◆ **ABOUT THIS TASK**: Copy out every line of the records in which "leaf" can be found.

(SUPPLIED INFORMATION begins)

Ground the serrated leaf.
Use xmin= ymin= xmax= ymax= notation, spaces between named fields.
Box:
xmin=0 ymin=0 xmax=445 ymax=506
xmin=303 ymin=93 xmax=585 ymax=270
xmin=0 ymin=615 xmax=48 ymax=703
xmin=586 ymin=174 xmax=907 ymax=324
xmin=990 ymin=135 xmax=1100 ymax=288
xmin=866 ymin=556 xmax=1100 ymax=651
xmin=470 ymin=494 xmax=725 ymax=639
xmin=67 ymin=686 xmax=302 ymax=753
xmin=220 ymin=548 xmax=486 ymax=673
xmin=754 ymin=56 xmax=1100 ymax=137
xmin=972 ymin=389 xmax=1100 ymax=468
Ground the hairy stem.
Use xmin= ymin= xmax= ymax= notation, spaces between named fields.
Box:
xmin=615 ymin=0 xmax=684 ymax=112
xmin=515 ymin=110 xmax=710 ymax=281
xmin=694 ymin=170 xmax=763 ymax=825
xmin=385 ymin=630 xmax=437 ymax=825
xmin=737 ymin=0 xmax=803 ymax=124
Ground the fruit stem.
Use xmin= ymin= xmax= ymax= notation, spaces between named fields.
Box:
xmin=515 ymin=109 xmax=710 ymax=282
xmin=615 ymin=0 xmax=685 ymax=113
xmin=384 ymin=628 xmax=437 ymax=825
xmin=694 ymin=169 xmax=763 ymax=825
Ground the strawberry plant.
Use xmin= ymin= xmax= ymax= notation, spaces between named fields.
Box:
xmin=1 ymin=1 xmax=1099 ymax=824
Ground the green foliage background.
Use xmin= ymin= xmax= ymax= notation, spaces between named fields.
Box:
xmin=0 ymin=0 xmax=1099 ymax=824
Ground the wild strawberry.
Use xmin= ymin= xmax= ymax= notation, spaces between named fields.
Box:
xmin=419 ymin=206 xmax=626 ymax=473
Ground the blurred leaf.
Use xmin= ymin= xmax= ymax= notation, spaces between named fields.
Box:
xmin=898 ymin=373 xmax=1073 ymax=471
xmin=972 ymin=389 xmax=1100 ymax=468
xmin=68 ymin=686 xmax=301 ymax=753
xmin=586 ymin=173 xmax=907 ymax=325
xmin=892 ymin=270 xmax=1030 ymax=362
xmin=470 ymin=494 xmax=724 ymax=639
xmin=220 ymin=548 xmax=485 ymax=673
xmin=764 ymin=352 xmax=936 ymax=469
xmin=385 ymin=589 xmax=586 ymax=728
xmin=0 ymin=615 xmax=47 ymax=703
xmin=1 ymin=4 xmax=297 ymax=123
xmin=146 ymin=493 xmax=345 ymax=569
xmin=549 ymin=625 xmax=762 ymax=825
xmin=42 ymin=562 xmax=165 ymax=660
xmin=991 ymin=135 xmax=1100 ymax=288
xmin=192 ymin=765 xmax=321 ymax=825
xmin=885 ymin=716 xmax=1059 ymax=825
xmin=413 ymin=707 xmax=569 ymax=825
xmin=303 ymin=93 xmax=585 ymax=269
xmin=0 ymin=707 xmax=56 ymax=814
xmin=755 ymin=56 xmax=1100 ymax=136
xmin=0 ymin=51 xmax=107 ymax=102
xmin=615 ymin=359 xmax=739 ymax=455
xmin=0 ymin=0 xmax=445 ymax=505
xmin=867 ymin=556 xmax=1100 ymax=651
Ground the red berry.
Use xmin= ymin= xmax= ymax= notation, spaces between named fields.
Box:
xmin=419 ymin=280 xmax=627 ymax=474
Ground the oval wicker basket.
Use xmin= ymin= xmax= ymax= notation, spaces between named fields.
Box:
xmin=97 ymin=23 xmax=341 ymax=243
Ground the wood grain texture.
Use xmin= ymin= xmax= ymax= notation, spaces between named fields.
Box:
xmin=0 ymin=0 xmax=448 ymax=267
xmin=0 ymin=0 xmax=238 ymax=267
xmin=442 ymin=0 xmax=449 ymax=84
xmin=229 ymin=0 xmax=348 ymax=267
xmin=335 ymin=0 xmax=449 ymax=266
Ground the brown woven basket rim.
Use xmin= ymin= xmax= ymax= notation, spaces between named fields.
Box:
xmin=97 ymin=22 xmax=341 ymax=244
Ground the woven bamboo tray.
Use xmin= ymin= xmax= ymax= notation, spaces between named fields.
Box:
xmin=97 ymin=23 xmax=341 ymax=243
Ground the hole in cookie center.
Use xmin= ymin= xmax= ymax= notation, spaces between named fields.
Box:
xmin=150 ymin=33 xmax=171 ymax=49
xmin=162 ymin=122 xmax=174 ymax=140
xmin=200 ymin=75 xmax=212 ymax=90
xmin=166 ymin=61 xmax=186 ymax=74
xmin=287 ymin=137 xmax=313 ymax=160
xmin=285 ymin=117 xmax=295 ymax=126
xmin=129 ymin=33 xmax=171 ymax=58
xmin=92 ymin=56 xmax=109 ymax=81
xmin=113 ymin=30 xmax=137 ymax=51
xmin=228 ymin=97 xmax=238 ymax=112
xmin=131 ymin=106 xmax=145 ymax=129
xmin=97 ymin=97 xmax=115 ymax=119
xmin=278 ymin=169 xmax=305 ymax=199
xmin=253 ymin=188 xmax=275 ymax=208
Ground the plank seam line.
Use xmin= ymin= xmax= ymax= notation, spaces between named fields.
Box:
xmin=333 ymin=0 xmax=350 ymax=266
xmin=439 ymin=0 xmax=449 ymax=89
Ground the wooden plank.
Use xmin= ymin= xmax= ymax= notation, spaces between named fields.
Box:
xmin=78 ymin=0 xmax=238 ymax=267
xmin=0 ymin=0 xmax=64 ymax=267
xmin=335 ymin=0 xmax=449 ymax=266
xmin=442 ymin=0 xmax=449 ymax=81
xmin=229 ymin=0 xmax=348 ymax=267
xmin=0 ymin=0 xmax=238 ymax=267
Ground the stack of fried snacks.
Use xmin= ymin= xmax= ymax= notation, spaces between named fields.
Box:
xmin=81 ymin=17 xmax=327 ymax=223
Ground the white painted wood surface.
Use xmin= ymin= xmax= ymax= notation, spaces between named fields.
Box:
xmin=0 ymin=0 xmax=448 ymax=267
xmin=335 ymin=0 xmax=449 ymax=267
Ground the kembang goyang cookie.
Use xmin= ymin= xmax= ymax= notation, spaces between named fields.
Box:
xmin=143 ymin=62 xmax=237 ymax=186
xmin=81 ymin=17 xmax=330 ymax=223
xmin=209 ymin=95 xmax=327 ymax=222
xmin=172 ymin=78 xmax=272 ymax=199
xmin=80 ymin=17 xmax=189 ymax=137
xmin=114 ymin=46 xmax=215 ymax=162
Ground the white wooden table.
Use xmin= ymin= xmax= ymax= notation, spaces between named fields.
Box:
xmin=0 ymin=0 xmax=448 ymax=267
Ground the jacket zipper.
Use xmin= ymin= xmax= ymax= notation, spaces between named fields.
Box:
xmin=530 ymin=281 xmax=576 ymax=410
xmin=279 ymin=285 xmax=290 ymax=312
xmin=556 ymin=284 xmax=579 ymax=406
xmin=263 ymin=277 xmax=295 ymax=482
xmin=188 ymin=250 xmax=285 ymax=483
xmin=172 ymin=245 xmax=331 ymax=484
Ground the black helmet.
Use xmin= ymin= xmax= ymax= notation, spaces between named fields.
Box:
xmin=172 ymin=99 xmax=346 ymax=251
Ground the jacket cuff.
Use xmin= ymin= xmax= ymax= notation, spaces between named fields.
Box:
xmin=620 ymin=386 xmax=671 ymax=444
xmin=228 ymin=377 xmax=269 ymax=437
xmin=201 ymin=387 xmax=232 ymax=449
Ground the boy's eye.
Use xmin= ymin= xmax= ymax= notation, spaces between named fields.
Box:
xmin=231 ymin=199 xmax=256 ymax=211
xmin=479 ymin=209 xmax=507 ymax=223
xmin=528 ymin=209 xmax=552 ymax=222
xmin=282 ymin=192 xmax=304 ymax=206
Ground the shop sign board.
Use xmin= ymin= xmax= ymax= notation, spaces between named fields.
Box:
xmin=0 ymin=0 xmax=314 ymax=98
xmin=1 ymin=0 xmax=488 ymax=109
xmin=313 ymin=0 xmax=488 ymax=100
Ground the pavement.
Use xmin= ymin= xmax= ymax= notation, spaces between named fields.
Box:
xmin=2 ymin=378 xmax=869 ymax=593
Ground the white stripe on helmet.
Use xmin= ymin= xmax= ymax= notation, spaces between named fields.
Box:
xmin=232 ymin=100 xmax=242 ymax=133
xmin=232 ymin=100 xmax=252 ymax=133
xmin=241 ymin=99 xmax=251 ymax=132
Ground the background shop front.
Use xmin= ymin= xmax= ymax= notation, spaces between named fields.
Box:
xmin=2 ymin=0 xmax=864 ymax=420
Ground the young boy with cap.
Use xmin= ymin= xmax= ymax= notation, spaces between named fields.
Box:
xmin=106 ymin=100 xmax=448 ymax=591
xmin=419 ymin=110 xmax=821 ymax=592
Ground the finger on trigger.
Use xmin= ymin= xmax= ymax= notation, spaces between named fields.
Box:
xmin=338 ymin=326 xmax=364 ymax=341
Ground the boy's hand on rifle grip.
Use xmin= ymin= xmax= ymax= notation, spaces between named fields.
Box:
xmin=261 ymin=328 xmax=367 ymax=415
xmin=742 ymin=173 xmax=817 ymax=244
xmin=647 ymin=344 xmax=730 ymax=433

(SUPPLIED INFORMATION ends)

◆ **TASK OUTPUT**:
Ground the serrated leaf.
Ground the blurred leaf.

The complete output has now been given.